§ Work to be completed:
Every record must reappear in the answer exactly as given.

§ Information provided:
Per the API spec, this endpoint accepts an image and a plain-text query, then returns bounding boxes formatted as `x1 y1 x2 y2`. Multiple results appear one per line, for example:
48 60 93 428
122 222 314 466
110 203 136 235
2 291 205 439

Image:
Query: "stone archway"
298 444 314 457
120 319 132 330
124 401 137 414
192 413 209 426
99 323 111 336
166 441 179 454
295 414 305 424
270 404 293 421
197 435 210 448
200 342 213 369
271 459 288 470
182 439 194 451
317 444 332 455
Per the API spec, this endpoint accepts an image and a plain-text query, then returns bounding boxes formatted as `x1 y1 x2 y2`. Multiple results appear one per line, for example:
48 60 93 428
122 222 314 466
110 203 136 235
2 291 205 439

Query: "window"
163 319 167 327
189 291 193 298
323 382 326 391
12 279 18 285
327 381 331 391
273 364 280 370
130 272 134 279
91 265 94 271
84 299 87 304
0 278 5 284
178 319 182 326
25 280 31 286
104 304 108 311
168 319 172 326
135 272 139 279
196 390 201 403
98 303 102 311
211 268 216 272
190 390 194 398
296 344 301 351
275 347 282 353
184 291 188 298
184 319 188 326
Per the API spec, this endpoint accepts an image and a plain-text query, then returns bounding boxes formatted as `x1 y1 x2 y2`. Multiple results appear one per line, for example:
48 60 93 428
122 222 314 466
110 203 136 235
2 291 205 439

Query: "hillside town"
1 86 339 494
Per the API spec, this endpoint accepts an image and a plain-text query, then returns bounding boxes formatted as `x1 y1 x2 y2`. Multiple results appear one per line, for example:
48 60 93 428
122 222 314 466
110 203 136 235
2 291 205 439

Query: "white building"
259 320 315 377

§ Answer to this task:
Per the API spec, this endpoint accepts an image and a plain-text query, then returns bounding boxes formatted as `x1 y1 x2 y2`. Multiple results appear one per line, for example:
48 60 93 428
122 222 314 466
110 203 136 235
2 291 205 439

Image:
Query: "stone archway"
298 444 314 457
120 319 132 330
124 401 137 414
192 413 209 426
99 323 111 336
166 441 179 454
295 414 305 424
270 404 293 421
197 435 210 448
200 342 213 369
271 459 288 470
182 439 194 451
317 444 332 455
Per the API spec, this endpoint accepts an image and a plain-text query, then returns bounding boxes formatted as `x1 y1 x2 y2`. Multiple results appear one per line, for example:
48 60 93 428
122 222 314 466
110 203 136 235
2 291 205 439

Query: "window"
163 319 167 327
189 291 193 298
323 382 326 391
12 279 18 285
327 381 331 391
273 364 280 370
130 272 134 279
91 265 94 271
84 299 87 304
0 278 5 284
178 319 182 326
25 280 31 286
104 304 108 311
168 319 172 326
135 272 139 279
196 390 201 403
98 303 102 311
211 268 216 272
190 390 194 398
296 344 301 351
275 347 282 353
184 291 188 298
184 319 188 326
Per the API spec, this endpoint accepts an image and a plain-text query, then returns bounding boxes formatted as `x1 y1 x2 y2`. Multiple results appear one per line, for example:
48 60 93 428
122 222 314 466
110 203 136 235
2 291 205 439

Query: "hillside town"
1 86 339 494
Per the API spec, this endpoint accepts an image and a plain-text query, then returns bounding boxes formatted as `x1 y1 x2 y2`. Multiple results appear one per line, for example:
48 60 93 428
122 222 314 466
110 203 136 235
2 291 205 439

Query: "white building"
259 320 315 377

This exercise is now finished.